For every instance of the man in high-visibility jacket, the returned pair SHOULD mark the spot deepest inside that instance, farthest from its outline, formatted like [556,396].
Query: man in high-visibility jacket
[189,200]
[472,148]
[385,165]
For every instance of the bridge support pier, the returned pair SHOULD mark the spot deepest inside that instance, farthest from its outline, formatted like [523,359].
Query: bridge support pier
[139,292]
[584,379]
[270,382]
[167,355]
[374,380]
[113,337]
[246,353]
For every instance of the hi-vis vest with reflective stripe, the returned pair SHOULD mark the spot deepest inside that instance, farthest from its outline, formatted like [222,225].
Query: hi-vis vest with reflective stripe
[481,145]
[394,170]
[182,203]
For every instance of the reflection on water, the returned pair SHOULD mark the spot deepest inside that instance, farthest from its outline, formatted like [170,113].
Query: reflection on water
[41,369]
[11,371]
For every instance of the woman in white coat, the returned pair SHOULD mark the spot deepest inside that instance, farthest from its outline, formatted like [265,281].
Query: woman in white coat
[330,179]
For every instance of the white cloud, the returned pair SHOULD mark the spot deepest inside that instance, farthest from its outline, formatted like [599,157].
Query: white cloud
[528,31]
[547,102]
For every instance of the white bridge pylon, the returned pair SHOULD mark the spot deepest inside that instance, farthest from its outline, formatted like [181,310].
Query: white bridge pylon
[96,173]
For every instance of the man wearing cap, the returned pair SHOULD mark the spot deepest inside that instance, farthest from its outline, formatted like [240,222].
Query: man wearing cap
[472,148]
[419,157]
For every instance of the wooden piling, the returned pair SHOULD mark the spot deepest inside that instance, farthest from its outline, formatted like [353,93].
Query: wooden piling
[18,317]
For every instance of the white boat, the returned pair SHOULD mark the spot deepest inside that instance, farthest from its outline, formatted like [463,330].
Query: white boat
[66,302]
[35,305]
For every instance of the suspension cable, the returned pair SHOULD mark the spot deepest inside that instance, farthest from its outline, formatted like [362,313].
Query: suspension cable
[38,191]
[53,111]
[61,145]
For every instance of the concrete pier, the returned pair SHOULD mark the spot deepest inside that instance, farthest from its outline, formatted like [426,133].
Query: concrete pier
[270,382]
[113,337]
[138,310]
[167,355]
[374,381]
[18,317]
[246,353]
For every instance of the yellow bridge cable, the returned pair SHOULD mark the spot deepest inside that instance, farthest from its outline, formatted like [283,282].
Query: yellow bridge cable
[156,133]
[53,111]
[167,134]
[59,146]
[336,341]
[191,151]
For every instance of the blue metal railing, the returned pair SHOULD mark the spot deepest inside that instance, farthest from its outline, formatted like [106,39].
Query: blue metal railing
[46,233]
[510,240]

::::::

> _Task to carry out_: Rewrite the lines from the one containing "For every instance of the yellow" through the end of the data, replacing "blue metal railing" with "blue steel railing" and leaving everything else unchanged.

> _Full answer_:
For every instance of the yellow bridge cable, the returned pair SHOULD mark the spot deepest inside that instance, farthest from its outline, formatted like [283,282].
Query: yellow bridge cable
[156,133]
[53,111]
[167,134]
[59,146]
[336,341]
[191,151]
For every instance of the blue steel railing, the returned pair SHOULD mark the spot deepest inside that instance, farthest from its outline, formatted like [106,39].
Query: blue steel railing
[46,233]
[510,240]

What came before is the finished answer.